(Excerpts from a dataset)
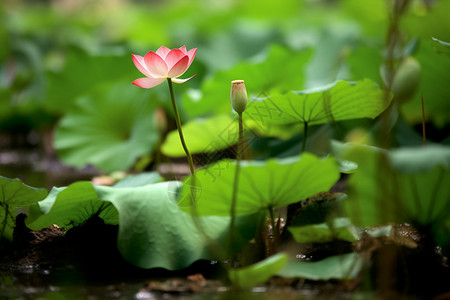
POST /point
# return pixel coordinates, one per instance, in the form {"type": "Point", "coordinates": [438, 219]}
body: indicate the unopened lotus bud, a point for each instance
{"type": "Point", "coordinates": [238, 96]}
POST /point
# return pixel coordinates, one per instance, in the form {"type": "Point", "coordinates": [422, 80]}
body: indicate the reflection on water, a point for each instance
{"type": "Point", "coordinates": [36, 170]}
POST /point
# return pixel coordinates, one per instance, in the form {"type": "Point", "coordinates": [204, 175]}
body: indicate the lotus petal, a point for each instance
{"type": "Point", "coordinates": [162, 51]}
{"type": "Point", "coordinates": [147, 82]}
{"type": "Point", "coordinates": [179, 68]}
{"type": "Point", "coordinates": [156, 65]}
{"type": "Point", "coordinates": [173, 57]}
{"type": "Point", "coordinates": [140, 65]}
{"type": "Point", "coordinates": [179, 80]}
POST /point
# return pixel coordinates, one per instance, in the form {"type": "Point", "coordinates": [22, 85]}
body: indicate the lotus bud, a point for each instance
{"type": "Point", "coordinates": [238, 96]}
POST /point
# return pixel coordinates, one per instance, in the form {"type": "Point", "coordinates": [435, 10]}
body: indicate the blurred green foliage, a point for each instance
{"type": "Point", "coordinates": [56, 53]}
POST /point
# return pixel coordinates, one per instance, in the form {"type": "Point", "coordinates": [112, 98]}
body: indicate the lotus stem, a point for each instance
{"type": "Point", "coordinates": [274, 230]}
{"type": "Point", "coordinates": [305, 135]}
{"type": "Point", "coordinates": [180, 130]}
{"type": "Point", "coordinates": [236, 180]}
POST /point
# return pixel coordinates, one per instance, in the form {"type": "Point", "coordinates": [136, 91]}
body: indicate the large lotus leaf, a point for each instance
{"type": "Point", "coordinates": [14, 193]}
{"type": "Point", "coordinates": [154, 232]}
{"type": "Point", "coordinates": [82, 73]}
{"type": "Point", "coordinates": [109, 130]}
{"type": "Point", "coordinates": [258, 273]}
{"type": "Point", "coordinates": [327, 64]}
{"type": "Point", "coordinates": [281, 70]}
{"type": "Point", "coordinates": [405, 185]}
{"type": "Point", "coordinates": [345, 266]}
{"type": "Point", "coordinates": [203, 136]}
{"type": "Point", "coordinates": [338, 229]}
{"type": "Point", "coordinates": [335, 102]}
{"type": "Point", "coordinates": [435, 70]}
{"type": "Point", "coordinates": [209, 135]}
{"type": "Point", "coordinates": [262, 184]}
{"type": "Point", "coordinates": [70, 206]}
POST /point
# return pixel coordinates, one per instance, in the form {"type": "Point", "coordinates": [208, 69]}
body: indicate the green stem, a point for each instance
{"type": "Point", "coordinates": [180, 131]}
{"type": "Point", "coordinates": [305, 135]}
{"type": "Point", "coordinates": [274, 230]}
{"type": "Point", "coordinates": [236, 181]}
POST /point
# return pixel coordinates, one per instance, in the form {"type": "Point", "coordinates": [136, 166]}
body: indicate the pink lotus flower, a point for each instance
{"type": "Point", "coordinates": [163, 64]}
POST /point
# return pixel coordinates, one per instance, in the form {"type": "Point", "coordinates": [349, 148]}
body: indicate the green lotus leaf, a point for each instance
{"type": "Point", "coordinates": [258, 273]}
{"type": "Point", "coordinates": [280, 70]}
{"type": "Point", "coordinates": [441, 46]}
{"type": "Point", "coordinates": [404, 185]}
{"type": "Point", "coordinates": [335, 102]}
{"type": "Point", "coordinates": [109, 130]}
{"type": "Point", "coordinates": [83, 73]}
{"type": "Point", "coordinates": [203, 136]}
{"type": "Point", "coordinates": [339, 229]}
{"type": "Point", "coordinates": [153, 231]}
{"type": "Point", "coordinates": [14, 193]}
{"type": "Point", "coordinates": [345, 266]}
{"type": "Point", "coordinates": [262, 184]}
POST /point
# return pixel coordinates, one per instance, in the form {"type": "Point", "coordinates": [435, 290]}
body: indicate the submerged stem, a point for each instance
{"type": "Point", "coordinates": [180, 131]}
{"type": "Point", "coordinates": [305, 135]}
{"type": "Point", "coordinates": [274, 230]}
{"type": "Point", "coordinates": [236, 180]}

* Task item *
Transcribe every record above in full. Pictures stay out of the copy.

* Response for this exercise *
POST /point
# return pixel coordinates, one per instance, in the form {"type": "Point", "coordinates": [438, 219]}
body: indicate the unopened lotus bud, a point for each instance
{"type": "Point", "coordinates": [238, 96]}
POST /point
# return pixel coordinates, one per instance, in the form {"type": "Point", "coordinates": [422, 80]}
body: indicate the reflection on water, a point for each instance
{"type": "Point", "coordinates": [36, 170]}
POST /point
# return pixel coordinates, one per instance, in the form {"type": "Point", "coordinates": [204, 175]}
body: indicate the lotus petal, a point for each instance
{"type": "Point", "coordinates": [162, 51]}
{"type": "Point", "coordinates": [147, 82]}
{"type": "Point", "coordinates": [179, 68]}
{"type": "Point", "coordinates": [156, 65]}
{"type": "Point", "coordinates": [173, 57]}
{"type": "Point", "coordinates": [140, 65]}
{"type": "Point", "coordinates": [179, 80]}
POST /point
# return pixel coordinates, one per instance, in the form {"type": "Point", "coordinates": [22, 85]}
body: indicate the lotus bud, a point for each instance
{"type": "Point", "coordinates": [238, 96]}
POST /point
# return pixel coordinates, one per instance, in the form {"type": "Point", "coordinates": [435, 10]}
body: indicate the blurred green foliage, a point for each instance
{"type": "Point", "coordinates": [56, 53]}
POST /point
# return pixel coordinates, one per instance, in the form {"type": "Point", "coordinates": [112, 98]}
body: indicate the lotus stem, a point for each instance
{"type": "Point", "coordinates": [274, 230]}
{"type": "Point", "coordinates": [305, 135]}
{"type": "Point", "coordinates": [180, 130]}
{"type": "Point", "coordinates": [236, 180]}
POST /point
# return pixel coordinates, one per instance, in the form {"type": "Point", "coordinates": [136, 91]}
body: indicate the large lotus leaf, a point for each instance
{"type": "Point", "coordinates": [14, 193]}
{"type": "Point", "coordinates": [154, 232]}
{"type": "Point", "coordinates": [82, 73]}
{"type": "Point", "coordinates": [109, 130]}
{"type": "Point", "coordinates": [258, 273]}
{"type": "Point", "coordinates": [327, 64]}
{"type": "Point", "coordinates": [281, 70]}
{"type": "Point", "coordinates": [405, 185]}
{"type": "Point", "coordinates": [345, 266]}
{"type": "Point", "coordinates": [203, 136]}
{"type": "Point", "coordinates": [338, 229]}
{"type": "Point", "coordinates": [335, 102]}
{"type": "Point", "coordinates": [435, 70]}
{"type": "Point", "coordinates": [209, 135]}
{"type": "Point", "coordinates": [262, 184]}
{"type": "Point", "coordinates": [70, 206]}
POST /point
# return pixel coordinates, one per instance, in the form {"type": "Point", "coordinates": [208, 69]}
body: indicate the green stem, a point for each instance
{"type": "Point", "coordinates": [180, 131]}
{"type": "Point", "coordinates": [305, 135]}
{"type": "Point", "coordinates": [274, 230]}
{"type": "Point", "coordinates": [236, 181]}
POST /point
# return pixel coordinates, one per instance, in the form {"type": "Point", "coordinates": [136, 166]}
body: indicate the pink lotus flower, a point for each instance
{"type": "Point", "coordinates": [163, 64]}
POST /point
# return pixel coordinates, one per instance, in the form {"type": "Point", "coordinates": [349, 148]}
body: indicate the green lotus leaf, a point for each instance
{"type": "Point", "coordinates": [258, 273]}
{"type": "Point", "coordinates": [280, 70]}
{"type": "Point", "coordinates": [441, 46]}
{"type": "Point", "coordinates": [404, 185]}
{"type": "Point", "coordinates": [335, 102]}
{"type": "Point", "coordinates": [109, 130]}
{"type": "Point", "coordinates": [83, 73]}
{"type": "Point", "coordinates": [203, 136]}
{"type": "Point", "coordinates": [339, 229]}
{"type": "Point", "coordinates": [153, 231]}
{"type": "Point", "coordinates": [14, 193]}
{"type": "Point", "coordinates": [345, 266]}
{"type": "Point", "coordinates": [262, 184]}
POST /point
# return pixel coordinates, one per instance, in the form {"type": "Point", "coordinates": [435, 290]}
body: indicate the submerged stem, a point for each instance
{"type": "Point", "coordinates": [180, 131]}
{"type": "Point", "coordinates": [305, 135]}
{"type": "Point", "coordinates": [274, 230]}
{"type": "Point", "coordinates": [236, 180]}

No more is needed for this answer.